EXERCISE INPUT
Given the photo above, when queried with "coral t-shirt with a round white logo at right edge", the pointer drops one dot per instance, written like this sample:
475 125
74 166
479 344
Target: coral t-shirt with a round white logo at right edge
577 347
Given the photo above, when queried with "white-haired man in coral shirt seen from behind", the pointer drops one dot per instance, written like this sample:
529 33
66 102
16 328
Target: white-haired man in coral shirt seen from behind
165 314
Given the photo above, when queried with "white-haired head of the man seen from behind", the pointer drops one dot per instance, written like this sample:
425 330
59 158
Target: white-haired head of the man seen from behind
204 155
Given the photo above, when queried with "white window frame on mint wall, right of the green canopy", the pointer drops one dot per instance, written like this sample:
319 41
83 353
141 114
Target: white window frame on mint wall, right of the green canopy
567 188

WHAT THE EXERCISE ASKS
Please return the entire listing, unchanged.

RESULT
Given the photo above, when queried with "coral t-shirt with a round white logo at right edge", the pointer drops one dot per instance, written like this sample:
475 125
74 166
479 344
Target: coral t-shirt with a round white logo at right edge
577 347
Given the photo above, when queried with "white-haired man in coral shirt seen from behind", the pointer drops one dot per instance, written like this sample:
529 33
66 102
16 328
Target: white-haired man in coral shirt seen from behind
165 314
Given the photo above, when queried with "white-haired head of the man seen from behind", the pointer drops one dot per instance, written like this sample:
425 330
59 158
Target: white-haired head of the man seen from behind
204 155
Given the photo above, when queried with "white window frame on mint wall, right of the green canopy", the pointer drops one dot per instance, written like this sample:
319 41
83 353
141 114
Target: white window frame on mint wall, right of the green canopy
567 188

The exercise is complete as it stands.